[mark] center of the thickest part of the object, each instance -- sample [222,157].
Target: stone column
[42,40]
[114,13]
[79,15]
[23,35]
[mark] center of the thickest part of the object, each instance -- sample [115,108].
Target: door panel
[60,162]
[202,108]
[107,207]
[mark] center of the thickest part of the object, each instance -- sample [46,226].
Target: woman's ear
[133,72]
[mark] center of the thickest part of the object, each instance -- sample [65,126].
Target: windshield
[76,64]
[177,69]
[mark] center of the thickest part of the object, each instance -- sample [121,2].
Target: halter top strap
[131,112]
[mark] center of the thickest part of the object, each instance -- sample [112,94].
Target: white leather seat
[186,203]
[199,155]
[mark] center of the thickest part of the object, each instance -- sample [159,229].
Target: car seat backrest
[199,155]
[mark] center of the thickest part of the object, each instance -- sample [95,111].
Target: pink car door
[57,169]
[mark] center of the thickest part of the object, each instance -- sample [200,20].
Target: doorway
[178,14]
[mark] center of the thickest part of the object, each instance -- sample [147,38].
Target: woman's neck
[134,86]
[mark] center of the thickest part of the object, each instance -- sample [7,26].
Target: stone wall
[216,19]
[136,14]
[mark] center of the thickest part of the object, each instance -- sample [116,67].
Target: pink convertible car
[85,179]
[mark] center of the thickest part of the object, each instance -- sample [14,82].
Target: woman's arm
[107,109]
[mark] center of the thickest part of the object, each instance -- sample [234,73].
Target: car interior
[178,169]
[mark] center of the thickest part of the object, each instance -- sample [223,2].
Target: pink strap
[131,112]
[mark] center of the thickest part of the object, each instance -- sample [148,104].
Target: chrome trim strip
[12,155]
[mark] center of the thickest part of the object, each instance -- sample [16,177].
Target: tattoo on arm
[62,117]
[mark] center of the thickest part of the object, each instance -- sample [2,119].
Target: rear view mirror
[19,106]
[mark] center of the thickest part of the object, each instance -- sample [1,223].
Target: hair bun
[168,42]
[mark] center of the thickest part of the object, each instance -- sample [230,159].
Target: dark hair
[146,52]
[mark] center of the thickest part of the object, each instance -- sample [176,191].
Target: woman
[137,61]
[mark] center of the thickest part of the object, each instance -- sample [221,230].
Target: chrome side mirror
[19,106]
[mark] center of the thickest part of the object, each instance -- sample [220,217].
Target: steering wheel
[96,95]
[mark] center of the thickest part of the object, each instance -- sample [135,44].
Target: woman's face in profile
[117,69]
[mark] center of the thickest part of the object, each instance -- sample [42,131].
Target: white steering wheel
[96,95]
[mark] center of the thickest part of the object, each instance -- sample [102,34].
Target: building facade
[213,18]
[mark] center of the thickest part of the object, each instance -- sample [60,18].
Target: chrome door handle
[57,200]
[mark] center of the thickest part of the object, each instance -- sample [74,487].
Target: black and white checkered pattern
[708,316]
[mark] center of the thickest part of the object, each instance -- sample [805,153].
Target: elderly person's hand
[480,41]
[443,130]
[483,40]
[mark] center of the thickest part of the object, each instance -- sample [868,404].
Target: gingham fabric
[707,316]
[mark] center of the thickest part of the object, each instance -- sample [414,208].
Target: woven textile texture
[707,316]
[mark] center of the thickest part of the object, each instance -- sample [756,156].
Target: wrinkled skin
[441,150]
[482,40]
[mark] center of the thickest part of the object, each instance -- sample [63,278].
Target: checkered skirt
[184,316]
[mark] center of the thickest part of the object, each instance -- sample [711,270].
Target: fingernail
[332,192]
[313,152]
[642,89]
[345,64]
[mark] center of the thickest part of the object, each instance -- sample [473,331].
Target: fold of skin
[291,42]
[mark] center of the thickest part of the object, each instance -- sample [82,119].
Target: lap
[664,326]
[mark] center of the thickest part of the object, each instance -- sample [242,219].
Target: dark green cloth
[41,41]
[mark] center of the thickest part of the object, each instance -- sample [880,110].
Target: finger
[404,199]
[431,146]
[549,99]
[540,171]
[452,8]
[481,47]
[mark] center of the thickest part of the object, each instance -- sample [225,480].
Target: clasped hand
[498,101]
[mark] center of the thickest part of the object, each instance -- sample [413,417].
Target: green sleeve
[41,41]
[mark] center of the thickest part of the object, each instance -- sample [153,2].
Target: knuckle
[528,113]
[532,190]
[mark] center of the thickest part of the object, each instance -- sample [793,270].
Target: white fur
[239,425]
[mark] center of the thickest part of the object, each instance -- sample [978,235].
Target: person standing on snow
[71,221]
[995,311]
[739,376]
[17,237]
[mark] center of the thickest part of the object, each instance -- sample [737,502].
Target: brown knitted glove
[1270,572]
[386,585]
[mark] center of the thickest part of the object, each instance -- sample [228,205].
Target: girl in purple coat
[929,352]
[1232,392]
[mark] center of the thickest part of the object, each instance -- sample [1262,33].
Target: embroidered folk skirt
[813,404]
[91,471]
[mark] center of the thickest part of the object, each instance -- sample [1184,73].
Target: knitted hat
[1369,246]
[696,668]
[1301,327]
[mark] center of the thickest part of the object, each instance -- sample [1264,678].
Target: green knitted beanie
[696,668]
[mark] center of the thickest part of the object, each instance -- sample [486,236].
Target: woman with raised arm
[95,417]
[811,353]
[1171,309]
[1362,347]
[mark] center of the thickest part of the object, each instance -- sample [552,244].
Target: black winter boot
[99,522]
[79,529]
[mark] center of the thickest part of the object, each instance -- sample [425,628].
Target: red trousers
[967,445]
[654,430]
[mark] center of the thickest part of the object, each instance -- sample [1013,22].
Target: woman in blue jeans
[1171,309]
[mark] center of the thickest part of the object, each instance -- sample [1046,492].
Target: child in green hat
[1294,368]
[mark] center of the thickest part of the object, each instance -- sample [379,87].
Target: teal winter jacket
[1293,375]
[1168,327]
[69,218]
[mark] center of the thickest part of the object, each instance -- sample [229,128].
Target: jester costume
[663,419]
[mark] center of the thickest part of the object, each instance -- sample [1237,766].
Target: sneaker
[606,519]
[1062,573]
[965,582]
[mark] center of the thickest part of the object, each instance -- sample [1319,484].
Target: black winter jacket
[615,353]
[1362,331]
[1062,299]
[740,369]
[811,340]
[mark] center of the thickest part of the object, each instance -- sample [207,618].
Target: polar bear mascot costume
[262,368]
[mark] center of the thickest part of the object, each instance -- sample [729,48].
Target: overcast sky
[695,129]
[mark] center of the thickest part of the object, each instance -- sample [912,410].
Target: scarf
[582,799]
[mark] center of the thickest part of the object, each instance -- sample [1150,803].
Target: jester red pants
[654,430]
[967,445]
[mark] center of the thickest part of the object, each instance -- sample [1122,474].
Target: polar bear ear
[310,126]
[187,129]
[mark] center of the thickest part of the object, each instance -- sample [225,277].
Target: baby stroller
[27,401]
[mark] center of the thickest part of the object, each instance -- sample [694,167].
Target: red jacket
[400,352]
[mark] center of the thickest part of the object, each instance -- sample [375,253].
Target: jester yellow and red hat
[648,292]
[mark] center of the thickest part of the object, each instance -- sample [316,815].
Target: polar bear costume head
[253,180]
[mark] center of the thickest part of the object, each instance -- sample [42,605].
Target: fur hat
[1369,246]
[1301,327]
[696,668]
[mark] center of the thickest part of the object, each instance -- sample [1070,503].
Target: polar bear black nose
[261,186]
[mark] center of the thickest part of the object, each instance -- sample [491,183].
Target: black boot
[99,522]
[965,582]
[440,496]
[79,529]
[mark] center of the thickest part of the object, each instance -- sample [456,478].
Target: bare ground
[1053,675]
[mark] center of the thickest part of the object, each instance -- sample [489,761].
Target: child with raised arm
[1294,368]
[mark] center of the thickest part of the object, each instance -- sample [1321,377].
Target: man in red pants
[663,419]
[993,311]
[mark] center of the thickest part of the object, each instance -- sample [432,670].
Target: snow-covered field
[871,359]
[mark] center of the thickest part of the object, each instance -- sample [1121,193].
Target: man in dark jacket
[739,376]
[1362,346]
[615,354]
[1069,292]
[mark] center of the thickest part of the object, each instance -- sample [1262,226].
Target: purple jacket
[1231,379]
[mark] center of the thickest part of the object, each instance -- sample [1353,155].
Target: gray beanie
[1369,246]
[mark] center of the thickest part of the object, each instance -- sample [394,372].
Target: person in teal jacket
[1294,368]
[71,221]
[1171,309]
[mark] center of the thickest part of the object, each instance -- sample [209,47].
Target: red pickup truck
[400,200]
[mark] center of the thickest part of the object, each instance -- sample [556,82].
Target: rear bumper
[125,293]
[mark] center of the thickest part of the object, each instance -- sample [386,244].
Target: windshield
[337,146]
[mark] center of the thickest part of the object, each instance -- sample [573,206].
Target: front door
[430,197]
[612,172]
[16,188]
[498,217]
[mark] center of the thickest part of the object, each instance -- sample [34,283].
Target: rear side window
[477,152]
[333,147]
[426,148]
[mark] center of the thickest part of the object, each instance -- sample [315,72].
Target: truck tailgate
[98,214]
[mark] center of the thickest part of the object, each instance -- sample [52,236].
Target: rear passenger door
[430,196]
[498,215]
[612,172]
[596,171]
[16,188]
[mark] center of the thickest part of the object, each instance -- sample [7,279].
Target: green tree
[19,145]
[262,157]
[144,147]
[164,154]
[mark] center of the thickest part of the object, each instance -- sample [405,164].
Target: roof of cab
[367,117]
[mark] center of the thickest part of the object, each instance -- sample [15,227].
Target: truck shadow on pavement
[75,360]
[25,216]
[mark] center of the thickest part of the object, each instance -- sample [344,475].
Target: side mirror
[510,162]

____________________

# [Problem requirements]
Retype only the lines above between the line with "Target: person standing on snow" and the line with "-- sample [425,628].", counting those two lines as well, and keep every character as it is.

# [Reply]
Target: person standing on snow
[71,221]
[995,311]
[739,376]
[17,237]
[mark] center of the thickest part of the object, each instance -- sample [737,502].
Target: brown knitted glove
[1270,572]
[386,585]
[mark] center of the thickest part of the object, each instance -- sample [228,205].
Target: girl in purple coat
[929,352]
[1232,392]
[mark] center of the thickest part of the object, each instance -- sample [1262,33].
Target: embroidered folk skirt
[813,404]
[91,471]
[mark] center of the thickest part of the object, each instance -- sample [1184,73].
Target: knitted hat
[1369,246]
[696,668]
[1301,327]
[mark] center of the thickest part of the object, each instance -- sample [1264,678].
Target: green knitted beanie
[696,668]
[mark] center of the thickest part of the object, each instance -- sample [486,236].
Target: woman with raised arm
[95,417]
[811,353]
[1171,309]
[1362,347]
[mark] center of the thickest part of the object, each instance -- sample [552,244].
Target: black winter boot
[99,522]
[79,529]
[mark] center of the thickest part of the object, each instance -- sample [425,628].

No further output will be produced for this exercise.